[Einträge zur Bounding-Box-Annotation]
=======

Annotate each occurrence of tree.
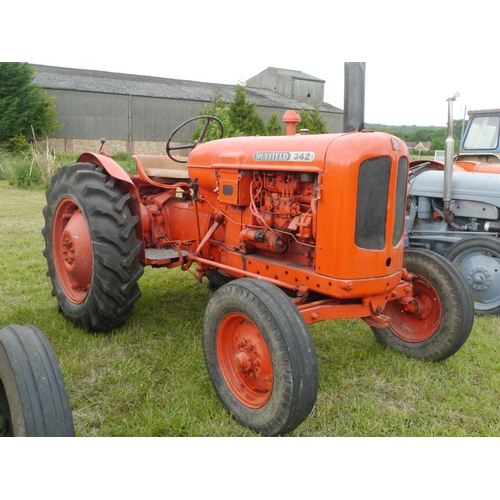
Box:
[297,103,328,134]
[0,62,59,147]
[267,113,283,135]
[229,84,267,135]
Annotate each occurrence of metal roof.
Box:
[30,64,342,113]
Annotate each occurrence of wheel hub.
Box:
[52,198,92,304]
[217,313,273,408]
[234,340,260,378]
[466,267,493,292]
[61,212,92,290]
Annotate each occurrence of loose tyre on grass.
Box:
[0,325,75,437]
[42,163,143,331]
[372,249,474,361]
[203,278,318,436]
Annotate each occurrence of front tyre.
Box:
[42,163,143,331]
[446,236,500,314]
[372,249,474,361]
[0,325,75,437]
[203,278,318,436]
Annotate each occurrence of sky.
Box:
[0,0,500,126]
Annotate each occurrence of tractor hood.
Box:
[408,170,500,207]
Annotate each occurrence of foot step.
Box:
[146,248,188,260]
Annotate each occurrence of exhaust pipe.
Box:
[344,62,366,132]
[443,92,460,224]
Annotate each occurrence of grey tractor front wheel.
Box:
[446,236,500,314]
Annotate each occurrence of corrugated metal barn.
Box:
[31,64,343,154]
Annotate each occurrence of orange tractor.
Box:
[43,63,474,435]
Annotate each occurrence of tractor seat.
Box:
[134,155,189,181]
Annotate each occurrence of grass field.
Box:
[0,181,500,436]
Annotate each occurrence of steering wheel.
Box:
[167,115,224,163]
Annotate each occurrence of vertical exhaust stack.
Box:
[443,92,460,224]
[344,62,366,132]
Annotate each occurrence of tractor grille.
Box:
[355,156,391,250]
[392,156,409,247]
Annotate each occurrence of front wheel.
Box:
[203,278,318,436]
[372,249,474,361]
[0,325,75,437]
[446,236,500,314]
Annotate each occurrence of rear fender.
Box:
[77,153,145,262]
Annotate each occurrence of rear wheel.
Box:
[0,325,75,437]
[42,163,143,331]
[372,249,474,361]
[203,278,318,436]
[446,236,500,314]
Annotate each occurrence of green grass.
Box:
[0,181,500,436]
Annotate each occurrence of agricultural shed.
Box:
[31,64,343,154]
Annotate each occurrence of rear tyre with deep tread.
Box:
[42,163,143,332]
[0,325,75,437]
[203,278,318,436]
[372,249,474,361]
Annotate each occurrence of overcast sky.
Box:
[0,0,500,126]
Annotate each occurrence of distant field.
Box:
[0,181,500,436]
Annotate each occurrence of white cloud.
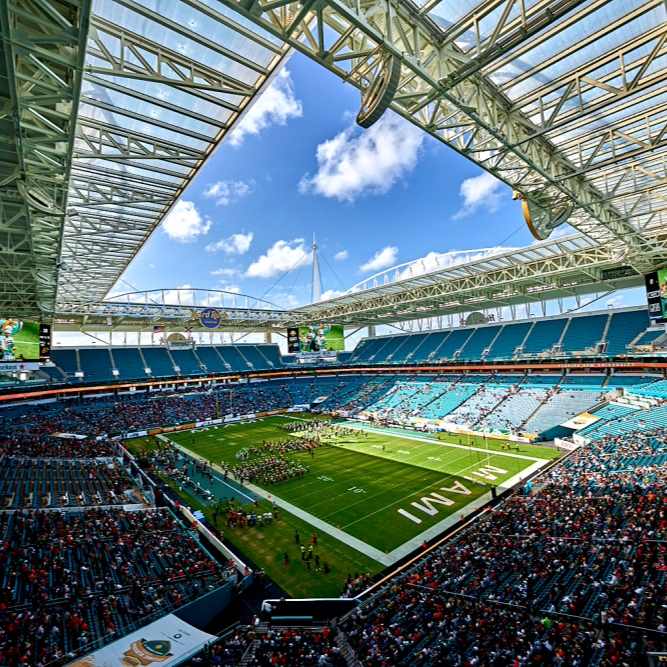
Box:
[206,232,255,255]
[246,239,312,278]
[211,267,239,278]
[452,172,503,220]
[396,246,515,280]
[359,245,398,273]
[219,285,241,294]
[607,294,625,308]
[229,69,303,146]
[162,199,212,243]
[267,293,301,308]
[319,290,344,301]
[299,112,424,201]
[160,283,195,306]
[204,181,255,206]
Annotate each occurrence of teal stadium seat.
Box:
[217,345,252,372]
[79,347,115,382]
[170,350,204,375]
[605,309,649,357]
[561,315,609,352]
[459,325,500,361]
[486,322,530,361]
[111,347,146,380]
[51,348,79,381]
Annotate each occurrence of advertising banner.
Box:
[67,614,215,667]
[0,315,44,362]
[644,269,667,322]
[287,324,345,354]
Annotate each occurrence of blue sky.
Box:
[114,54,641,318]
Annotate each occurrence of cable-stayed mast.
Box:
[310,234,322,303]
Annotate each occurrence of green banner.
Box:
[299,324,345,352]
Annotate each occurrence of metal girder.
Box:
[58,0,289,304]
[55,288,298,332]
[0,0,90,317]
[297,228,667,325]
[220,0,667,271]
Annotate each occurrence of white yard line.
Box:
[345,422,547,461]
[169,440,255,503]
[170,420,550,566]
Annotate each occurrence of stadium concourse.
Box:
[0,311,667,667]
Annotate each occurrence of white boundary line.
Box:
[170,431,551,566]
[345,423,550,465]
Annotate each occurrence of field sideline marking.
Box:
[345,422,549,461]
[170,420,549,566]
[167,438,255,503]
[343,444,526,532]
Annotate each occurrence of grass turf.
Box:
[164,417,552,552]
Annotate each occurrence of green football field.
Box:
[169,416,551,560]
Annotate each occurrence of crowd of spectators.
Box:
[343,431,667,667]
[0,456,138,509]
[183,626,348,667]
[0,510,229,667]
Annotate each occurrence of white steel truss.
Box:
[221,0,667,271]
[0,0,90,316]
[295,230,667,325]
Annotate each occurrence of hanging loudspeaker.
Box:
[357,53,401,127]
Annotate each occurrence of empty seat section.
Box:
[354,338,385,362]
[256,344,284,368]
[171,350,204,375]
[562,375,607,387]
[431,329,473,361]
[218,345,252,371]
[39,366,67,383]
[111,347,146,380]
[525,390,601,433]
[141,347,176,377]
[523,318,567,354]
[478,387,547,433]
[605,310,649,357]
[607,374,658,387]
[197,345,229,373]
[562,315,609,352]
[629,380,667,398]
[399,332,431,363]
[635,329,665,345]
[447,385,509,426]
[410,331,449,363]
[459,326,500,361]
[524,375,561,386]
[239,345,271,371]
[422,384,479,419]
[486,322,530,359]
[51,349,79,378]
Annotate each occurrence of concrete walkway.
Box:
[170,440,396,565]
[345,422,546,461]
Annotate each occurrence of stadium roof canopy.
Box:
[0,0,288,314]
[0,0,667,322]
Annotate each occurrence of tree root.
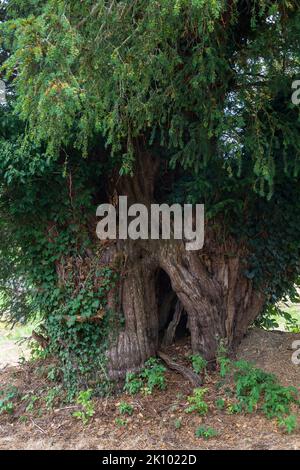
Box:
[157,351,203,387]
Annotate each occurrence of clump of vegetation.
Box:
[190,354,207,374]
[195,426,218,439]
[73,390,95,424]
[185,388,208,415]
[118,401,134,416]
[0,386,19,414]
[220,357,300,433]
[124,358,166,395]
[115,418,128,428]
[215,398,226,410]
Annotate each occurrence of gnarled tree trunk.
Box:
[102,155,264,379]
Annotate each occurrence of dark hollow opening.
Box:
[156,269,190,342]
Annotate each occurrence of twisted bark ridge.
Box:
[102,152,265,379]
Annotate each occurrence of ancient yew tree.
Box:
[0,0,300,390]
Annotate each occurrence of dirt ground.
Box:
[0,329,300,450]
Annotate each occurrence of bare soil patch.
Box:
[0,329,300,450]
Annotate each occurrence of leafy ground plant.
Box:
[0,387,19,414]
[118,401,134,416]
[220,360,300,433]
[185,388,208,415]
[73,389,95,424]
[124,358,166,395]
[195,426,218,439]
[190,354,207,374]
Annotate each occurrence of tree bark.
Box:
[103,150,265,379]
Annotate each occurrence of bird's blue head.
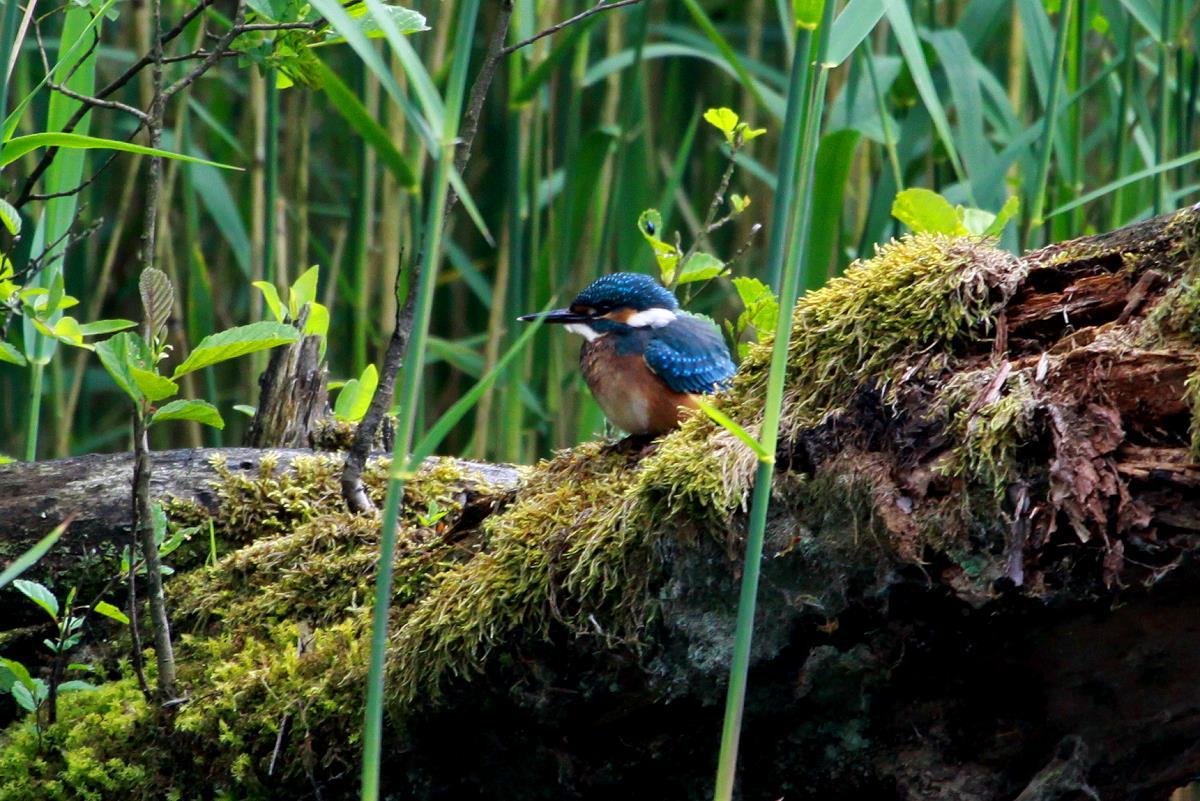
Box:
[517,272,679,341]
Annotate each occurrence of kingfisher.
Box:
[517,272,736,438]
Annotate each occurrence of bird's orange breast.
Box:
[580,337,696,436]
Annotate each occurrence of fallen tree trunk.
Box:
[0,447,518,572]
[0,209,1200,801]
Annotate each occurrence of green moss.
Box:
[0,679,156,801]
[175,610,370,793]
[389,444,662,709]
[935,369,1038,502]
[1183,366,1200,459]
[2,236,1041,797]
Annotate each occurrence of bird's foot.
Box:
[605,434,659,459]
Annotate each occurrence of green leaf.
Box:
[79,320,137,337]
[288,265,320,320]
[691,395,775,464]
[12,685,37,712]
[138,267,175,342]
[96,331,151,401]
[251,281,283,323]
[704,107,738,145]
[792,0,826,30]
[172,320,300,379]
[637,209,682,285]
[0,522,67,587]
[409,299,552,465]
[324,5,430,39]
[130,365,179,403]
[0,339,25,367]
[677,253,725,284]
[0,198,20,236]
[892,188,967,236]
[0,657,34,688]
[0,133,241,170]
[883,0,966,181]
[150,401,224,429]
[509,14,599,107]
[334,365,379,422]
[91,601,130,626]
[312,60,416,189]
[12,578,59,622]
[337,365,379,422]
[733,276,779,338]
[304,302,329,338]
[955,206,996,236]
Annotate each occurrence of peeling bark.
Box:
[0,209,1200,801]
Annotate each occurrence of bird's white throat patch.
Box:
[625,308,676,329]
[563,323,604,342]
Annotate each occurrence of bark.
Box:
[246,308,329,447]
[0,209,1200,801]
[0,447,518,572]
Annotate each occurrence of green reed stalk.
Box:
[263,70,279,284]
[1021,0,1079,248]
[1153,0,1175,215]
[361,0,479,801]
[714,0,834,801]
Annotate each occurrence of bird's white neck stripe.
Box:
[625,308,676,329]
[563,323,604,342]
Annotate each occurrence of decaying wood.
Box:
[0,447,517,561]
[0,209,1200,801]
[246,308,329,447]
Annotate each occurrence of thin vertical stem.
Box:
[361,0,484,801]
[1021,0,1080,248]
[263,70,280,284]
[1154,0,1175,215]
[25,361,46,462]
[714,2,835,801]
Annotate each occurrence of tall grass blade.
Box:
[361,0,479,801]
[714,1,834,801]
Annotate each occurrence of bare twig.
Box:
[342,0,512,512]
[500,0,642,56]
[14,0,215,206]
[160,0,246,101]
[47,82,150,124]
[162,49,245,64]
[670,140,742,287]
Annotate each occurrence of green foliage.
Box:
[0,133,239,169]
[892,188,1021,236]
[172,321,300,378]
[0,677,153,801]
[150,398,224,428]
[334,365,379,423]
[704,107,767,147]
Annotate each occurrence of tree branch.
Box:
[342,0,512,512]
[500,0,642,56]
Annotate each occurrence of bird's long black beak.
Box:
[517,308,589,323]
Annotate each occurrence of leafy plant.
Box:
[892,188,1021,236]
[0,579,130,728]
[637,107,767,288]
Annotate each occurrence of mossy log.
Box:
[0,447,518,565]
[0,209,1200,801]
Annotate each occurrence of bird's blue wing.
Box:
[644,314,736,392]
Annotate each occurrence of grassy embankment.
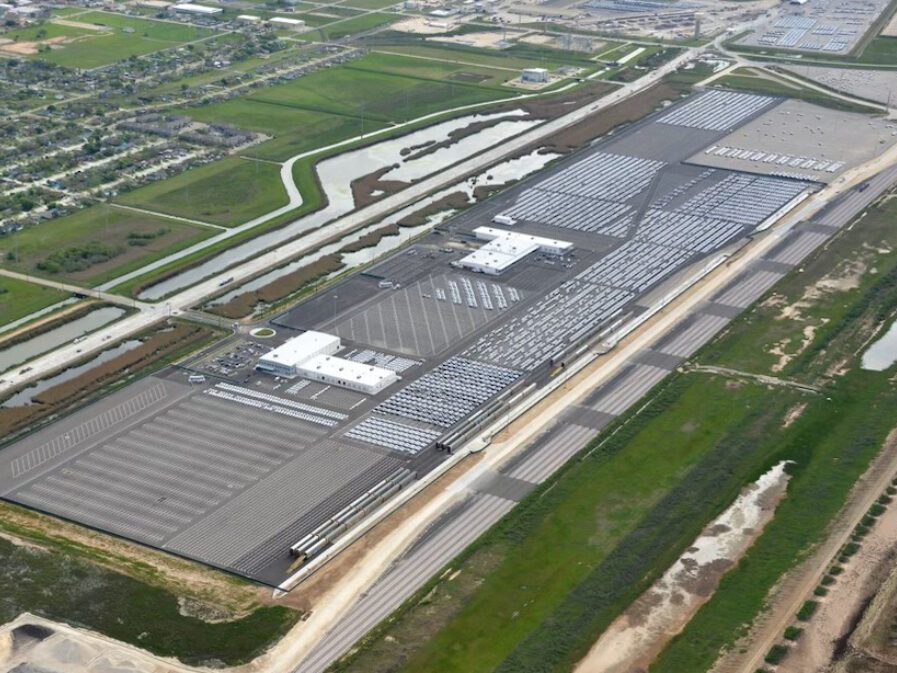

=======

_AUFGABENSTELLUNG_. Kannst du die Datensätze als nummerierte Liste ohne Leerzeilen wiedergeben, beginnend mit der Zeile, die "Annotate each occurrence of leafy plant." enthält, und endend mit dem Schluss der Datensätze? Lass die Bilder dabei weg.

_SCHRIFTLICHE ANTWORT_.
1. Annotate each occurrence of leafy plant.
2. Box:
3. [892,188,1021,236]
4. [0,579,130,728]
5. [637,107,767,288]
6. Annotate each occurrence of mossy log.
7. Box:
8. [0,447,518,565]
9. [0,209,1200,801]
10. Annotate each occurrence of bird's blue wing.
11. Box:
12. [644,314,736,392]
13. Annotate each occurrence of grassy embankment.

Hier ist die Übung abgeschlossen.